- Selected text -
* BEGIN *

01 November 2020, 13:57 | #1 |
<optimized out>
Join Date: Sep 2020
Location: <optimized out>
Posts: 321
|
General question about efficiency and WORDs vs LONGs
I've moved onto the next step of my little toy project and I'm now drawing polygons. I've rasterized them using Bresenham storing the edge points in an array and I'm drawing lines between matching points, currently using a LineTo function that calls my SetPixel function over and over.
I know that's bad, and I've started writing a DrawLineFaster function for the special case of horizontal lines. This will write either a WORD or a LONG at a time. My gut feeling is that LONGs will be quicker, same number of writes to memory but only half as many instruction fetches. The tradeoff as far as I can see is just the the lookup tables that I think will need to exist for the bits at the start and end that don't fit within the WORD / LONG boundaries will have to be twice as big for the LONG version. Does this sound sensible, or does it sound like I've not understood something? Edit: OCS, standard Amiga 500, deliberately writing in C only, deliberately not using the blitter. Last edited by Ernst Blofeld; 01 November 2020 at 14:48. |
01 November 2020, 14:43 | #2 |
Total Chaos forever!
Join Date: Aug 2007
Location: Waterville, MN, USA
Age: 49
Posts: 2,186
|
You haven't told us your system configuration. An AGA machine has 32-bit busses. OCS and ECS chipsets have 16-bit Chip RAM. While the blitter-based polygon filler is not as fast as a modern system, filling multiple polygons in one step can help it gain some time.

* END *

- Things to do -
a. From the forum thread on Amiga polygon drawing, list the constraints that the first poster adds in the edit to the first post.
b. According to the forum thread on Amiga polygon drawing, what width is the Chip RAM on OCS and ECS chipsets?
c. Write the next post in the forum thread on Amiga polygon drawing, picking up after the final sentence shown.

(Location labeling records)
* BEGIN *

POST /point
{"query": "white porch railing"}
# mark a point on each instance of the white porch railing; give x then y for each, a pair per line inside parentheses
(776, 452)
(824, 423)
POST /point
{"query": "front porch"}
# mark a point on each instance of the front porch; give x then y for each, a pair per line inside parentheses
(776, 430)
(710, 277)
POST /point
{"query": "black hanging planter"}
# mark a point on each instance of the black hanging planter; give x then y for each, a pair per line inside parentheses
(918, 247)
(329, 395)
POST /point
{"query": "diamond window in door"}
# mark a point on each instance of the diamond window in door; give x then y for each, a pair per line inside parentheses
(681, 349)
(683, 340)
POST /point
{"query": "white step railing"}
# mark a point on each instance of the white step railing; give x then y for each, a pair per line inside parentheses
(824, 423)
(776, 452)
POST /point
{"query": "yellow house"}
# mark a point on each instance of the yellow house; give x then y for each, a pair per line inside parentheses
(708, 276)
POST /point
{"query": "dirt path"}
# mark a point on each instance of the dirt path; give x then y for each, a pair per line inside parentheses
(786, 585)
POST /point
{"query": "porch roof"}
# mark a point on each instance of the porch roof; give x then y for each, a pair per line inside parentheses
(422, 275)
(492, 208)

* END *

- Answers for the exercise -
a. OCS; standard Amiga 500; deliberately writing in C only; deliberately not using the blitter

b. 16-bit.

c.
|
01 November 2020, 14:48 | #3 | |
<optimized out>
Join Date: Sep 2020
Location: <optimized out>
Posts: 321
|
Quote:
|
|
01 November 2020, 14:55 | #4 |
Total Chaos forever!
Join Date: Aug 2007
Location: Waterville, MN, USA
Age: 49
Posts: 2,186
|
The 32 bit write won't be any faster or slower than 16 bit writes because the Chip RAM bus accesses give the same number of 16 bit writes regardless of the size being written to them and will delay the second word just as long as if there was another instruction there.
|
01 November 2020, 15:12 | #5 | |
<optimized out>
Join Date: Sep 2020
Location: <optimized out>
Posts: 321
|
Quote:
|
|
01 November 2020, 15:41 | #6 | ||
Registered User
Join Date: Dec 2014
Location: germany
Posts: 439
|
Quote:
Quote:
Code:
move.l d0,(a0)+ Code:
move.w d0,(a0)+ move.w d0,(a0)+ The fastest way would be using the movem instruction for long horizontal lines - then the instruction fetch overhead word vs. long also vanishes. But I do not know how you can trick the compiler into using movem. |
||
01 November 2020, 15:59 | #7 | |
Total Chaos forever!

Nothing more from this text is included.